What you are asked to do:
Output all of the entries beneath, exactly as written.

Data for this exercise START

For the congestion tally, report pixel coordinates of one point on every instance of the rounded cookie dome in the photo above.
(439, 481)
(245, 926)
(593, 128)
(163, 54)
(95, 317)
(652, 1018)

Data for this exercise END

Worked solution:
For the congestion tally, report pixel coordinates of one point on every instance of the rounded cookie dome in the photo above.
(439, 481)
(245, 926)
(593, 128)
(163, 54)
(95, 317)
(652, 1018)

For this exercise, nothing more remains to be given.